[Geciteerde passage]:
De verschoningskamer heeft de relevante artikelen van het Rv besproken, waarbij werd benadrukt dat rechters vermoed worden onpartijdig te zijn, tenzij er uitzonderlijke omstandigheden zijn die dit vermoeden ondermijnen. De kamer concludeerde dat de omstandigheden in dit geval voldoende waren om te oordelen dat verzoeker zich niet vrij voelde om in de hoofdzaak op te treden. Daarom werd het verzoek tot verschoning gegrond verklaard, en de beslissing werd openbaar uitgesproken op dezelfde dag.

Uitspraak

Beslissing
RECHTBANK MIDDEN-NEDERLAND
VERSCHONINGSKAMER
Zaaknummer/rekestnummer: 520945 / HA RK 21-94
Beslissing van de meervoudige kamer voor de behandeling van verschoningszaken van 30 april 2021
op het verzoek in de zin van artikel 40 van het Wetboek van Burgerlijke Rechtsvordering (verder: Rv) van:
Mr. B.G.W.P. Heijne,
kantonrechter,
(verder te noemen: verzoeker)

1.De procedure

1.1.
De verschoningskamer heeft op 26 april 2021 het verzoek tot verschoning van verzoeker ontvangen. Dit verzoek is ingediend in de zaak met het zaak- en rolnummer 8969541 \ MC EXPL 21-259, met [A] en [B] als eisende partijen en de Gemeente Hilversum als gedaagde partij (hierna: de hoofdzaak). Er heeft geen mondelinge behandeling van het verzoek plaatsgevonden.
1.2.
De uitspraak is bepaald voor vandaag.

2.Het verschoningsverzoek

2.1.
Verzoeker heeft het volgende ten grondslag gelegd aan zijn verschoningsverzoek. Verzoeker acht zich niet vrij de hoofdzaak verder te behandelen. Gedaagde wordt bijgestaan door gemachtigde mr. L.A. Mulder. Verzoeker en mr. Mulder hebben als collega’s samengewerkt bij hun voormalige werkgever. Daarnaast gaan zij ook nu nog vriendschappelijk met elkaar om. Hierdoor zou een (gerechtvaardigde) vrees voor vooringenomenheid kunnen ontstaan.

3.De beoordeling

3.1.

[Verstrekte gegevens]:
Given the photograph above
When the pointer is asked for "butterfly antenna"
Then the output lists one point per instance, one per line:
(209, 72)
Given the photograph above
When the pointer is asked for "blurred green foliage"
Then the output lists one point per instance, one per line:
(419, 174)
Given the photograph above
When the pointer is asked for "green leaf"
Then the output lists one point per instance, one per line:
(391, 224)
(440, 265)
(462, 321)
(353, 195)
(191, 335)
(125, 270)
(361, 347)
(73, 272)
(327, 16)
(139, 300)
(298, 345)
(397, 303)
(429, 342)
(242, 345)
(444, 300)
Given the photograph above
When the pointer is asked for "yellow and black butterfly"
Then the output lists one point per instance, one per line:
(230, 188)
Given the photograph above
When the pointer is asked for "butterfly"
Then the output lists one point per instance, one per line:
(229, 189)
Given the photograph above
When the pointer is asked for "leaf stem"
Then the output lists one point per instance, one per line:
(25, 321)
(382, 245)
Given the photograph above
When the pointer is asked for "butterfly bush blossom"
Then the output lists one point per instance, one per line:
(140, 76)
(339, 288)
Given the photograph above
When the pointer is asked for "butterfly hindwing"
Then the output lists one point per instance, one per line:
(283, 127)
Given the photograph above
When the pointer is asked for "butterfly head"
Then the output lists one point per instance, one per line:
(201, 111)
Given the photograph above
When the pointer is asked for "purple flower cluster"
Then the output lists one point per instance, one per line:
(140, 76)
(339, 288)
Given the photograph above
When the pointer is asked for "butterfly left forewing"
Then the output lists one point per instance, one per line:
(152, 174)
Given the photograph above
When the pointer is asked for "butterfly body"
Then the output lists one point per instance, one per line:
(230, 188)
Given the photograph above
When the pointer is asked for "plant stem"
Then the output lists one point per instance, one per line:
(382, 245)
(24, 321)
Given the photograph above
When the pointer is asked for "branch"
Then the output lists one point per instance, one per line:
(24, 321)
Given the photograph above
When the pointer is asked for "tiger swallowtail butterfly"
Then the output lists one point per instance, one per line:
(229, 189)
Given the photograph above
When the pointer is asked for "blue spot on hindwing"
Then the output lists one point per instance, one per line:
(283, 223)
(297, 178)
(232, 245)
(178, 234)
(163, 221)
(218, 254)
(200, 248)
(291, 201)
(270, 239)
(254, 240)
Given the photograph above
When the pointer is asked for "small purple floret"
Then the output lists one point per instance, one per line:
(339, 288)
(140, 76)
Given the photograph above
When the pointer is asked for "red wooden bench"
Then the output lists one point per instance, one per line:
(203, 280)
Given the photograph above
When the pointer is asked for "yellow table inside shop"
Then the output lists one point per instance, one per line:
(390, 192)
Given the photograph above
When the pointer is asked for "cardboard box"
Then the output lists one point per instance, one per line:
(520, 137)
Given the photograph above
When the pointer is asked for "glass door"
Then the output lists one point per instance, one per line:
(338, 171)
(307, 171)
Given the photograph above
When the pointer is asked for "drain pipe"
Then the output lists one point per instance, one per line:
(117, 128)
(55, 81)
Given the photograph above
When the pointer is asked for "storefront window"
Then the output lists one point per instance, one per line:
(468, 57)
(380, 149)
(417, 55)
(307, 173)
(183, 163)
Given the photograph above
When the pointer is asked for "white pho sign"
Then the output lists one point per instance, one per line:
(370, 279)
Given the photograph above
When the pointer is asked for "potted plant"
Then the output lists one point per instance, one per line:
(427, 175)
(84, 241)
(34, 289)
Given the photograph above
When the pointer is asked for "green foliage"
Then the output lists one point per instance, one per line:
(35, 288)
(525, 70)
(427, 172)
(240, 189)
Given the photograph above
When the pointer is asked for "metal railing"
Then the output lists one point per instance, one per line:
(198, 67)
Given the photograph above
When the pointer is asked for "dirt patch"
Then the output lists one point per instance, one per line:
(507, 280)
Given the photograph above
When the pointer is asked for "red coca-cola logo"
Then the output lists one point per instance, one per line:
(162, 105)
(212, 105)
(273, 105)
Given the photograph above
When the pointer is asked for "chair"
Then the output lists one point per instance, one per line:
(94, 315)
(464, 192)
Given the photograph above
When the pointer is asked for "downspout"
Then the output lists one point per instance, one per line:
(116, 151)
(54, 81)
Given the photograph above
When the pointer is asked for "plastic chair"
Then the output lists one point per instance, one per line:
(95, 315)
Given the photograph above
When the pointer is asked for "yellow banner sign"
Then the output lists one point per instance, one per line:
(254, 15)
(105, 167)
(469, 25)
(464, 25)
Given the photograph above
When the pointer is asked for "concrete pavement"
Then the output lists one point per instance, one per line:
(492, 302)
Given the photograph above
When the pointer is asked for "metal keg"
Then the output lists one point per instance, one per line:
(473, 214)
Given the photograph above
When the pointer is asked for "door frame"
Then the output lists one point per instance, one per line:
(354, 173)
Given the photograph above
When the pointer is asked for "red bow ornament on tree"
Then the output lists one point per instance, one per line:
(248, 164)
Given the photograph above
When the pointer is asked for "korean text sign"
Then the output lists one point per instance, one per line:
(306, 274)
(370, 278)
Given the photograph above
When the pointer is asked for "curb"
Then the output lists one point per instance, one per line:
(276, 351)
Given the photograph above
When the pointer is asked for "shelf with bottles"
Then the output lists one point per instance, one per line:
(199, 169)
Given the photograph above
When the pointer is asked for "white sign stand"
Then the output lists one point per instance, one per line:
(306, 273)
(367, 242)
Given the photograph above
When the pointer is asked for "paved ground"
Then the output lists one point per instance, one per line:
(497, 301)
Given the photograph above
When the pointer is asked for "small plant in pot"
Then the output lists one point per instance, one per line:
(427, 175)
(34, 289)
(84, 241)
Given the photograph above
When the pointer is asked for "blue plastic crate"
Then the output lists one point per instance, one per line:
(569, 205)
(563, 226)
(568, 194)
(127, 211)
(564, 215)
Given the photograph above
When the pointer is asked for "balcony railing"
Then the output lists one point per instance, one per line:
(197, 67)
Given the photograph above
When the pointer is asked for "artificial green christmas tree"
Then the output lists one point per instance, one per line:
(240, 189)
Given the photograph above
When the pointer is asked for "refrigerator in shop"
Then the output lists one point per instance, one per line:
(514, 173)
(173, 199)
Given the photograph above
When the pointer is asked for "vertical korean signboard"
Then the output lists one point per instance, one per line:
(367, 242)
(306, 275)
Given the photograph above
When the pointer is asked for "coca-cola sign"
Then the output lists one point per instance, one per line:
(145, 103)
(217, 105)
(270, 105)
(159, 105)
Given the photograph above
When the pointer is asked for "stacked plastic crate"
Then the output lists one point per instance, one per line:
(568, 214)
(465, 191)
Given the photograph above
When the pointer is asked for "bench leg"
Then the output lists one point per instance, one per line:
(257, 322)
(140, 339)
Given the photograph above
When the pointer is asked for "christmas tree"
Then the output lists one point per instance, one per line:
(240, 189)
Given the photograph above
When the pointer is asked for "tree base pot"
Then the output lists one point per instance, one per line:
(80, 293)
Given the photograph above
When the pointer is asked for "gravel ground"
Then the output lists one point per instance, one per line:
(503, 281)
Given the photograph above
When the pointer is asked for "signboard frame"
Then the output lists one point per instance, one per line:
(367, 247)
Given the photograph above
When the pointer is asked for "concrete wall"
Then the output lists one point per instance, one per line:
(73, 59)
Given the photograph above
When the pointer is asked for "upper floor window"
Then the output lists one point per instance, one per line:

[Opdracht]:
Neem het deel van de geciteerde passage woordelijk over dat opent met de woorden "De verschoningskamer heeft de" en sluit met "te noemen: verzoeker)". De items zijn afkomstig uit een andere bron.

[Uitgewerkte oplossing]:
De verschoningskamer heeft de relevante artikelen van het Rv besproken, waarbij werd benadrukt dat rechters vermoed worden onpartijdig te zijn, tenzij er uitzonderlijke omstandigheden zijn die dit vermoeden ondermijnen. De kamer concludeerde dat de omstandigheden in dit geval voldoende waren om te oordelen dat verzoeker zich niet vrij voelde om in de hoofdzaak op te treden. Daarom werd het verzoek tot verschoning gegrond verklaard, en de beslissing werd openbaar uitgesproken op dezelfde dag.

Uitspraak

Beslissing
RECHTBANK MIDDEN-NEDERLAND
VERSCHONINGSKAMER
Zaaknummer/rekestnummer: 520945 / HA RK 21-94
Beslissing van de meervoudige kamer voor de behandeling van verschoningszaken van 30 april 2021
op het verzoek in de zin van artikel 40 van het Wetboek van Burgerlijke Rechtsvordering (verder: Rv) van:
Mr. B.G.W.P. Heijne,
kantonrechter,
(verder te noemen: verzoeker)